==== Data extracts ====

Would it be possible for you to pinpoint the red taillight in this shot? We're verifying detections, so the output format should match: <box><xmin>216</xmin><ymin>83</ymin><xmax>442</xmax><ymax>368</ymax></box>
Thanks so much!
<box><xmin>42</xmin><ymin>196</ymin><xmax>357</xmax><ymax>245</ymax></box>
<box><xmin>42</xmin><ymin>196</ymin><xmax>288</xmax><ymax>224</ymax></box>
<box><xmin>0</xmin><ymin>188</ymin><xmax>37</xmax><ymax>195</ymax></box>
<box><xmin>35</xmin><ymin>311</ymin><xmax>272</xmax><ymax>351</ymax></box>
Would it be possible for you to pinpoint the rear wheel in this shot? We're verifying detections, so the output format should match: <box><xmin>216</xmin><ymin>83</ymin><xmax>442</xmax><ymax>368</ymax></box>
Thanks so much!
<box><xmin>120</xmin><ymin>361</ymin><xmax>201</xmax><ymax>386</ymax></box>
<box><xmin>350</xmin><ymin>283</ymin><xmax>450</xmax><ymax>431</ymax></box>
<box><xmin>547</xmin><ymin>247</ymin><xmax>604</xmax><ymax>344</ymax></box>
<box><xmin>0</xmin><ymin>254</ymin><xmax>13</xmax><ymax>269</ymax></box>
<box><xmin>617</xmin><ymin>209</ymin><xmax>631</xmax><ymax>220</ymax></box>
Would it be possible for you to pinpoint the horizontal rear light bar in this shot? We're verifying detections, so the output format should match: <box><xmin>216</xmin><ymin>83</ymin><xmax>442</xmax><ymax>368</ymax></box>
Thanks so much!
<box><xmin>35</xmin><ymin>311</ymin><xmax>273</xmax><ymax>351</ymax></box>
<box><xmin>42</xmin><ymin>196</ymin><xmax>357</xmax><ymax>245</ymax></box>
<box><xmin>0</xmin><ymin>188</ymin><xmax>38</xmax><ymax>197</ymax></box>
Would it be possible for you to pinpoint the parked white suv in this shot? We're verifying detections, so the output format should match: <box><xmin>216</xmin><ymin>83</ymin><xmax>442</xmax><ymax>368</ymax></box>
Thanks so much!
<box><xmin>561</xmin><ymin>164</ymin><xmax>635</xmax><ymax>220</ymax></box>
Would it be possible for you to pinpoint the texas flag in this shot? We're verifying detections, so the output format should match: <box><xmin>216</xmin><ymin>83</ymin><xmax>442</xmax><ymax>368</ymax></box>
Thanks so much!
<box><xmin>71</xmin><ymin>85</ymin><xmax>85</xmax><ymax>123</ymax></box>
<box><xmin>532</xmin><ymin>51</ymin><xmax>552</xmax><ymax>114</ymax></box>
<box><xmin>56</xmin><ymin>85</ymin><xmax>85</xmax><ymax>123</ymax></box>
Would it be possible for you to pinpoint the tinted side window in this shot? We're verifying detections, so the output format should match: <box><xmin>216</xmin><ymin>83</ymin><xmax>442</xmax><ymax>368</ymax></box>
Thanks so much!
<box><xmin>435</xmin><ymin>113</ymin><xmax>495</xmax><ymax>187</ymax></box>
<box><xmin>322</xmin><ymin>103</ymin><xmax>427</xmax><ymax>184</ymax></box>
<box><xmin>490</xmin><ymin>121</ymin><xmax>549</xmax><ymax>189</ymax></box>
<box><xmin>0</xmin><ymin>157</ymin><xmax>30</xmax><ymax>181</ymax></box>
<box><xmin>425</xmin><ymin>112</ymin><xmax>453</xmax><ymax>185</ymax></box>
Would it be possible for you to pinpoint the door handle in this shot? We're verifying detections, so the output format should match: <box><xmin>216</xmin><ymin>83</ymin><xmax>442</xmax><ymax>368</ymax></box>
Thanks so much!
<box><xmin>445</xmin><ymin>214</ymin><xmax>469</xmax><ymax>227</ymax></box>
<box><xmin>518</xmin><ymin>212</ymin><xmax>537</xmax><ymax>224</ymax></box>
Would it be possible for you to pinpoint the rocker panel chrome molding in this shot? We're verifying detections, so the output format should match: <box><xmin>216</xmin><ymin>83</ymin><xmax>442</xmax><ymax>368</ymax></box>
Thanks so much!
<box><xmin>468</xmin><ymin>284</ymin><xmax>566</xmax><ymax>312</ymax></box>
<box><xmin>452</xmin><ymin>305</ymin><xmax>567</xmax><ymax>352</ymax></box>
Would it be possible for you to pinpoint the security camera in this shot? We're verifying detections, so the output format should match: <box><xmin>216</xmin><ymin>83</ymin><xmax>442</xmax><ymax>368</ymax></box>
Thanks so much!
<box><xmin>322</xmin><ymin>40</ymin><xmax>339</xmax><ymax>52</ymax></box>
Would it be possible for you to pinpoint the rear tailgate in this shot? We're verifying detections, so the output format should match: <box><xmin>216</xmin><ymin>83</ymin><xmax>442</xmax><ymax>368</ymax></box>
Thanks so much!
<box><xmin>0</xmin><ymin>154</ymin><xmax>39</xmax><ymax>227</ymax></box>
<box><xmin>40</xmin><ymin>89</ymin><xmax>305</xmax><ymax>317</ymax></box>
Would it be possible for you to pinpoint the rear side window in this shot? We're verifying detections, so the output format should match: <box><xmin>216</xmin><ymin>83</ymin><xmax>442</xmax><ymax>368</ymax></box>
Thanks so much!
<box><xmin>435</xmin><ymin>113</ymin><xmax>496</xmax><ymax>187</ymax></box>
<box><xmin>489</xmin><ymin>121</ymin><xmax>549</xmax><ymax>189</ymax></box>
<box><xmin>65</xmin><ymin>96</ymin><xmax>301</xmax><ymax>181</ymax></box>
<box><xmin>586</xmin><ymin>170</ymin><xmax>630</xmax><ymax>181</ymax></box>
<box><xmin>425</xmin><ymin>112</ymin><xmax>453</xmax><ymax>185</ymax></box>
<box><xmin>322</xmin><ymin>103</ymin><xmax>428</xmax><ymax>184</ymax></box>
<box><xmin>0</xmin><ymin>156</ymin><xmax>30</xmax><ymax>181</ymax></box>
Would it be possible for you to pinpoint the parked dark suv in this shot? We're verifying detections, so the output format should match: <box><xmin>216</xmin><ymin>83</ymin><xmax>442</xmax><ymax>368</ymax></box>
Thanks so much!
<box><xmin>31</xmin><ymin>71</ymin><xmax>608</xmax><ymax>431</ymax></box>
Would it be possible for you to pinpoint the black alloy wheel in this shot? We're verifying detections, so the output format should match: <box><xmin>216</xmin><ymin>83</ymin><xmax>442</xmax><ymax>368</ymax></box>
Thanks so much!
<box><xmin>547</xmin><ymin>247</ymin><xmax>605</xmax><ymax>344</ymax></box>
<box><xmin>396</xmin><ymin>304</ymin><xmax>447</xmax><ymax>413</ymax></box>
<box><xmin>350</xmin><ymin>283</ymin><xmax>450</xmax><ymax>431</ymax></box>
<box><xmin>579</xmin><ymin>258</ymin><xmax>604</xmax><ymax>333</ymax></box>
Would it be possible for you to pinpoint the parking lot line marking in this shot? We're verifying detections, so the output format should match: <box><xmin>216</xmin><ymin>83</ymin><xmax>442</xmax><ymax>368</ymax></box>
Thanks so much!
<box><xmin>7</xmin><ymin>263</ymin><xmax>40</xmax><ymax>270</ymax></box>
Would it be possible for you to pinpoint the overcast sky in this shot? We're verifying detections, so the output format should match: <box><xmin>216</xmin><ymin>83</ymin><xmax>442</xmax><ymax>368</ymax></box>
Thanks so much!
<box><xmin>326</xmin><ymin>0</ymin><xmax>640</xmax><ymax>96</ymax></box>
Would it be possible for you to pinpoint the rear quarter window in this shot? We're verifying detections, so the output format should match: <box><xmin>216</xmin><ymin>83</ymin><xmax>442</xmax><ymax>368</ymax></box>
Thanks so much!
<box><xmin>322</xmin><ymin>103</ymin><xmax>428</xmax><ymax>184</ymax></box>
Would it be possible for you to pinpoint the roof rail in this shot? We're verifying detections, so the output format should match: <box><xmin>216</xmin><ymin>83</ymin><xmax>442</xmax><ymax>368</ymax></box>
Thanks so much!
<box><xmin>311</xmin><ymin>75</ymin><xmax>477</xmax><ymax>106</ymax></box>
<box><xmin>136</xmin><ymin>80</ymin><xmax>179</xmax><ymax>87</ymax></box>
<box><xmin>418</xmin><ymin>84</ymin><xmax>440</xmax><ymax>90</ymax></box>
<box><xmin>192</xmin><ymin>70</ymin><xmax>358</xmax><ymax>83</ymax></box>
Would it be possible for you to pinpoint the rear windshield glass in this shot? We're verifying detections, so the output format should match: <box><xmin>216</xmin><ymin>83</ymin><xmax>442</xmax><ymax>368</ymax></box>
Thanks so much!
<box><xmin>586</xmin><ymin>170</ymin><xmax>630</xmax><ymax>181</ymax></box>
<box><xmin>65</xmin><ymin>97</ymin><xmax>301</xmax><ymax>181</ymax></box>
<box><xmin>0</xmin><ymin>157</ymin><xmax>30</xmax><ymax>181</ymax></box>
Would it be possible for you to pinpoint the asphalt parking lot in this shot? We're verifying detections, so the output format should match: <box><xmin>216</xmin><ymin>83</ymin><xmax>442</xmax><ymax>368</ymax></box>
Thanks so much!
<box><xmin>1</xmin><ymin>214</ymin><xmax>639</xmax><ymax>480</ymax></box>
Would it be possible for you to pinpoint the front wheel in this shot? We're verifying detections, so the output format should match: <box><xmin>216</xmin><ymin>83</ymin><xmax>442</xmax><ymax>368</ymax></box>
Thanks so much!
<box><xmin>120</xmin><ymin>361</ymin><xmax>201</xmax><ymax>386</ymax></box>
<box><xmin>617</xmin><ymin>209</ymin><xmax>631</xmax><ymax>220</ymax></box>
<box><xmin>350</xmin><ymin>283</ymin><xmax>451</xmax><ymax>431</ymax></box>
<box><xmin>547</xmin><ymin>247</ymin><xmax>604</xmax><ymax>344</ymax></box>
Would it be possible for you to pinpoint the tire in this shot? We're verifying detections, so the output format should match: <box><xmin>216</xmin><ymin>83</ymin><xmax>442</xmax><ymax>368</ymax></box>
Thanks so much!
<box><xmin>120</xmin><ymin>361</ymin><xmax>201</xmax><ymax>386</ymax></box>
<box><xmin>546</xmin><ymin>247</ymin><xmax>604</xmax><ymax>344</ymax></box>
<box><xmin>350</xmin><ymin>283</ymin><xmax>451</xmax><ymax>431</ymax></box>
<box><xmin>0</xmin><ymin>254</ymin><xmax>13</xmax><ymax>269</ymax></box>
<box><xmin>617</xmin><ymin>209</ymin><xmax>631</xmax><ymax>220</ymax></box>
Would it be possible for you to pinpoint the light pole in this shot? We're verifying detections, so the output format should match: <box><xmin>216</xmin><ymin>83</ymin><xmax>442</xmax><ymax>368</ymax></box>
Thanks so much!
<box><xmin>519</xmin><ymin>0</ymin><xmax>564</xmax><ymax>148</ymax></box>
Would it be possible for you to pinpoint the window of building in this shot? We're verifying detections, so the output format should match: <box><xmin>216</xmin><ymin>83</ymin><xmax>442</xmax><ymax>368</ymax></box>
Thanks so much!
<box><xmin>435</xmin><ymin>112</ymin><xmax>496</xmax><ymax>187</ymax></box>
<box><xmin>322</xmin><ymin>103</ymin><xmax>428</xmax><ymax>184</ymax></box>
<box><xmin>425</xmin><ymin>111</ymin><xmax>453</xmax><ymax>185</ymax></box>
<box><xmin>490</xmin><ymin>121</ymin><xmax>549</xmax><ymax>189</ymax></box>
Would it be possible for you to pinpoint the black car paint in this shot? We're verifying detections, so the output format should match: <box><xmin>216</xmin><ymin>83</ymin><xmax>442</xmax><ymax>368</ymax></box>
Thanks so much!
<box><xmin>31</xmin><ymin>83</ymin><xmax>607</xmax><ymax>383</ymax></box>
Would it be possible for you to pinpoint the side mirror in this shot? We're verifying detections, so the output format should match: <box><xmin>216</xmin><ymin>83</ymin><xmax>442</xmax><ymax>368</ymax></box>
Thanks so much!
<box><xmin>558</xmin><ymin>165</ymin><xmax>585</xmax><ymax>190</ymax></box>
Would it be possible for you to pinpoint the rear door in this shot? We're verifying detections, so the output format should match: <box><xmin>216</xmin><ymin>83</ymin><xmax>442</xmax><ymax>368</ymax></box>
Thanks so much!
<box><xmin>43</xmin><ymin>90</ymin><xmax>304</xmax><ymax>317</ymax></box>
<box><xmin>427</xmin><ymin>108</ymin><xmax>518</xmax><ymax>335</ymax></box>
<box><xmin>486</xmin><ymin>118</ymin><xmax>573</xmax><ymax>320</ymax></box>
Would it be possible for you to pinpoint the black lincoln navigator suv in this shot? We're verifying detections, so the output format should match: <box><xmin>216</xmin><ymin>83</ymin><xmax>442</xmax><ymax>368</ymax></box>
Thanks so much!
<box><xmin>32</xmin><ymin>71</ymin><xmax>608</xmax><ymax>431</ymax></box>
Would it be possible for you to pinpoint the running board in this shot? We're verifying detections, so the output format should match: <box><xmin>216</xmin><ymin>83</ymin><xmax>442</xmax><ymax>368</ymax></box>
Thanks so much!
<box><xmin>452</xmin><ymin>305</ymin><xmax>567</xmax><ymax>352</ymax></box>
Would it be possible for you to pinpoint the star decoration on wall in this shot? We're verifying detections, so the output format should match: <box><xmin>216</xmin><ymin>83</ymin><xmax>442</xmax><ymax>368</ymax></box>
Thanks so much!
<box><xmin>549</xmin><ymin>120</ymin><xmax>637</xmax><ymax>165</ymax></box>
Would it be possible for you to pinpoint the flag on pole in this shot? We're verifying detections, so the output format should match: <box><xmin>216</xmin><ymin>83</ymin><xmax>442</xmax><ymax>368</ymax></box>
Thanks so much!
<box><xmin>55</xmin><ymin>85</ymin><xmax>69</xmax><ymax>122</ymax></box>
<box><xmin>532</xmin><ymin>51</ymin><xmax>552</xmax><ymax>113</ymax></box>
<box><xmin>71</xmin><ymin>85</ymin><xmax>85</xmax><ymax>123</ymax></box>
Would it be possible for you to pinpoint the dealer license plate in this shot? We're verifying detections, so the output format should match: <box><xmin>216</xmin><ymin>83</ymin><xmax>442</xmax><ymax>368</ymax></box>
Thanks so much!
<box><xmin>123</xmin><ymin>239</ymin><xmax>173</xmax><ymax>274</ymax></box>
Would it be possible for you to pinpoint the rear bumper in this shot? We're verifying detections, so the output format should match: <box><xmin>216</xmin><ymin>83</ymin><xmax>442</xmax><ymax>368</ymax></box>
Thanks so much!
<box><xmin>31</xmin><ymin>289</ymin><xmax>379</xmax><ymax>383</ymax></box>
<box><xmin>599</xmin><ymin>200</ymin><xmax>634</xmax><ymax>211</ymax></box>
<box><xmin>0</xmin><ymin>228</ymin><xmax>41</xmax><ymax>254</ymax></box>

====

### The task
A complete answer lists each line of the data that holds the word "door".

### Output below
Would it be possible for you to pinpoint the door handle in this shot? We're verifying detections, so the output format should match: <box><xmin>216</xmin><ymin>83</ymin><xmax>442</xmax><ymax>368</ymax></box>
Would it be possible for you to pinpoint the rear door in this shot? We're verifying detections, so the output format should match: <box><xmin>216</xmin><ymin>83</ymin><xmax>442</xmax><ymax>368</ymax></box>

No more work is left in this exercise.